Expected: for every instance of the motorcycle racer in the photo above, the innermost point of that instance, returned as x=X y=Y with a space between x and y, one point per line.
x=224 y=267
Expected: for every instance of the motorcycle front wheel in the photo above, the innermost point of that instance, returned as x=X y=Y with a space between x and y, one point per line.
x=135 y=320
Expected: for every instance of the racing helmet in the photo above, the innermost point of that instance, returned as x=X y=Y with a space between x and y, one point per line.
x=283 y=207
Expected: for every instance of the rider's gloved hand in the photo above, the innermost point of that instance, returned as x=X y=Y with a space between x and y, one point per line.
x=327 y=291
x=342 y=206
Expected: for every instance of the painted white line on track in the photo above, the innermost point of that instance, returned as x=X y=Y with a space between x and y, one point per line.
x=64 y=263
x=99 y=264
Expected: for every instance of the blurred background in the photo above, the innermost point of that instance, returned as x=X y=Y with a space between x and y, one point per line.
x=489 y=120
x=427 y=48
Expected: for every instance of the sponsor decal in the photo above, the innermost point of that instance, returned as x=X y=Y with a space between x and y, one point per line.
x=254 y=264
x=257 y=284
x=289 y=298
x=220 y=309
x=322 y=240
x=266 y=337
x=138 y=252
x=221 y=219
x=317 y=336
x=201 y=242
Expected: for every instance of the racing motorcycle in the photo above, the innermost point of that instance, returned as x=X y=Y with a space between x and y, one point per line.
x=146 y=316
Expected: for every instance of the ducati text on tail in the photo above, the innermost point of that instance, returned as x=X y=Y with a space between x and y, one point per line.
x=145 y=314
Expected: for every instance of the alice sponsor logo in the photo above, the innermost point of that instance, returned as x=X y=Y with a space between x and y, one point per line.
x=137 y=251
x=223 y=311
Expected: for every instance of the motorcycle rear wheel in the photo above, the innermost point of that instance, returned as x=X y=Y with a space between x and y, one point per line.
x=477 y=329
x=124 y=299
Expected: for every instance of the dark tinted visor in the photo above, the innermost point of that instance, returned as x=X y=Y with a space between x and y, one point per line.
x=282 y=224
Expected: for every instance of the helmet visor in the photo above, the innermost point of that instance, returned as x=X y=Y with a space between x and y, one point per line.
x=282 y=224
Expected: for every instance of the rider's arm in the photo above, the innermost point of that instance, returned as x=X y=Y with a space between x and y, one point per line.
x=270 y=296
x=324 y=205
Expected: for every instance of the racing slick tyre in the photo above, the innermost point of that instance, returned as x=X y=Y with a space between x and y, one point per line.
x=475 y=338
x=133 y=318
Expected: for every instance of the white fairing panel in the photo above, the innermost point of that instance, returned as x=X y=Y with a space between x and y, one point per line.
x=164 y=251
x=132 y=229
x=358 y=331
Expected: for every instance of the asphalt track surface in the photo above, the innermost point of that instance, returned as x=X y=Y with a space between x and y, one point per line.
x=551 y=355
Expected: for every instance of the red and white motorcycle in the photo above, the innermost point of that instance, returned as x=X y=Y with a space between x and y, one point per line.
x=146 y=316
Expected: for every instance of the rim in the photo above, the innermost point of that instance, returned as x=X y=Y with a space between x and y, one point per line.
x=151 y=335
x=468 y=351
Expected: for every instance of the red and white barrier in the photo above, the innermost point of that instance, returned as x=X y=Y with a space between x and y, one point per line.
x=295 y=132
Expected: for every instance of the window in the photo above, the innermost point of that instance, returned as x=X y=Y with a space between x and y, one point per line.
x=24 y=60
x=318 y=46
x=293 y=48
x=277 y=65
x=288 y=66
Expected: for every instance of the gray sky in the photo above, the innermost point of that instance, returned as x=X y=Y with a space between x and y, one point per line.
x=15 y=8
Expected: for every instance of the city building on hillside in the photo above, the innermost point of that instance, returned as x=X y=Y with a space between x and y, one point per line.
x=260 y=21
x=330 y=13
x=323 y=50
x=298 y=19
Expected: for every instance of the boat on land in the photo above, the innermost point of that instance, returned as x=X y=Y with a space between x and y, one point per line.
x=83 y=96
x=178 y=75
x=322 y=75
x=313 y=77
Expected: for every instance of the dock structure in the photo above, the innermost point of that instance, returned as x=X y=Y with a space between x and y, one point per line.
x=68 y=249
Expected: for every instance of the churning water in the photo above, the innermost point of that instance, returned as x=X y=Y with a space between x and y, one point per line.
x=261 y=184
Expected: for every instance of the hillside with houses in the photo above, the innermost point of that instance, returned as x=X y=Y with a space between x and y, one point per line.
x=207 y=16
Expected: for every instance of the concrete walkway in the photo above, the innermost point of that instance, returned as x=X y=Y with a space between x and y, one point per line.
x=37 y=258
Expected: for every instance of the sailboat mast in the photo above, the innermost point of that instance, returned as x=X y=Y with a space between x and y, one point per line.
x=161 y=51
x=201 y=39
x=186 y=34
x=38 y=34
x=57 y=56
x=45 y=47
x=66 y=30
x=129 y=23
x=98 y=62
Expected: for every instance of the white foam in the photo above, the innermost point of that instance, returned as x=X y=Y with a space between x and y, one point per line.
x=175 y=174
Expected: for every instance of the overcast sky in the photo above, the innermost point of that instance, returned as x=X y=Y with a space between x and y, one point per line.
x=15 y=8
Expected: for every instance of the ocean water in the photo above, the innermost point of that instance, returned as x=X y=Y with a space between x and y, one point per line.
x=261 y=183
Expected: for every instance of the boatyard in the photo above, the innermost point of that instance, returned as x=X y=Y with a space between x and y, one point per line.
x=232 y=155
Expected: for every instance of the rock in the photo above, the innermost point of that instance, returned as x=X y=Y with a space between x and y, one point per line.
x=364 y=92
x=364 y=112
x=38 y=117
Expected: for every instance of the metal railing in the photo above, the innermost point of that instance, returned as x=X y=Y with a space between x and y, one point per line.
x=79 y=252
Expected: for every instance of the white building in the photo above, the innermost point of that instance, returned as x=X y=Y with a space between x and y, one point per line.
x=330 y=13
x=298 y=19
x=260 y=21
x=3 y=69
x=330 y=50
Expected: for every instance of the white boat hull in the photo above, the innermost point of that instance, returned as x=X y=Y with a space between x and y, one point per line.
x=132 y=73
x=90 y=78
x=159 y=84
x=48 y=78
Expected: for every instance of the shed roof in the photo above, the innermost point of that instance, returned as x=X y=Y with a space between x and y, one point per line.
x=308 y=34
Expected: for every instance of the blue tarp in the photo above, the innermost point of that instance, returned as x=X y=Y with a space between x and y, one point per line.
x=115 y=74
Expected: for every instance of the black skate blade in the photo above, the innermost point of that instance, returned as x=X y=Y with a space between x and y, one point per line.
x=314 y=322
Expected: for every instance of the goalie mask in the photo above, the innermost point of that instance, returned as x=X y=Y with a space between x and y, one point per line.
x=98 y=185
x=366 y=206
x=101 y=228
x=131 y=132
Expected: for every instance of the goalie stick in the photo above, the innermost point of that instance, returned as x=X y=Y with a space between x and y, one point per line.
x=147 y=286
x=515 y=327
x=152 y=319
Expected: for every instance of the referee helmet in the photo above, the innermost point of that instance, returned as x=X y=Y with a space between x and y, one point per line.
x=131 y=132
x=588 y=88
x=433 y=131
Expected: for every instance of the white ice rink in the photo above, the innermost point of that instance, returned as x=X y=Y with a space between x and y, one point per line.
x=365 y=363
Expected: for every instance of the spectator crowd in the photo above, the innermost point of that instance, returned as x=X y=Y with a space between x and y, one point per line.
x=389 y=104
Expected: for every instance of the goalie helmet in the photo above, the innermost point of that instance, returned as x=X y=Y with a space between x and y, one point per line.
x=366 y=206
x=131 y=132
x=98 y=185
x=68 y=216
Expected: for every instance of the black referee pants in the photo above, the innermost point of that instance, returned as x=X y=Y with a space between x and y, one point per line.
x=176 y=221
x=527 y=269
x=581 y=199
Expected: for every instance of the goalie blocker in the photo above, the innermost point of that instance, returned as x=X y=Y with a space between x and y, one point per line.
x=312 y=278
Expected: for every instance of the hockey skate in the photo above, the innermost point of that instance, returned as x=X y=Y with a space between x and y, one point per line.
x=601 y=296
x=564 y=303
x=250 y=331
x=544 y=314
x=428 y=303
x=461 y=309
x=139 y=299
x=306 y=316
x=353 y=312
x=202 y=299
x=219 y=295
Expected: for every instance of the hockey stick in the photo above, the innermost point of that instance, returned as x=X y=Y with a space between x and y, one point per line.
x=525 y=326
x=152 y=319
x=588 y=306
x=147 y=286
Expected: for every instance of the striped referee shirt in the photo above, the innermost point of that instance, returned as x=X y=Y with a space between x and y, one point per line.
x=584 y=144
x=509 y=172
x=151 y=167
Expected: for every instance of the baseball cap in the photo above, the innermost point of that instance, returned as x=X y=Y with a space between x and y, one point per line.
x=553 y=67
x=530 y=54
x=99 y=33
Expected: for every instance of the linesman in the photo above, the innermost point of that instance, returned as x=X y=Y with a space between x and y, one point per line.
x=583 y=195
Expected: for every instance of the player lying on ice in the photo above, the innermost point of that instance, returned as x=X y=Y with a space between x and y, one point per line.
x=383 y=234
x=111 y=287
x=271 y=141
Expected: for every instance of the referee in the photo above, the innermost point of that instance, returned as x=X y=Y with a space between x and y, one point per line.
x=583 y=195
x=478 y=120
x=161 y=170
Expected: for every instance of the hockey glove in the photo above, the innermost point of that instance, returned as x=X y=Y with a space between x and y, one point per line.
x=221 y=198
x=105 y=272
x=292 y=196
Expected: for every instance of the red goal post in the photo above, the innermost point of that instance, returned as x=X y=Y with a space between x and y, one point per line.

◆ ◆ ◆ ◆ ◆

From the line that contains "Expected: for every instance of the referee in" down to the last line of the listing above, repeat each line exactly, and include nothing else.

Expected: for every instance of the referee in the photo above, the innermost point of that instance, returned as x=X y=Y with a space between x and y, one point per line.
x=583 y=195
x=478 y=120
x=161 y=170
Expected: for every instance of the hockey glove in the photo above, the innermost point of that instance, returned as x=X y=Y with a space between x and y, one point per line.
x=221 y=198
x=105 y=272
x=292 y=196
Expected: for every instance of the red goal post in the photo above, the innermost point of that instance, returned as x=X y=Y with a space between x and y, one point per line.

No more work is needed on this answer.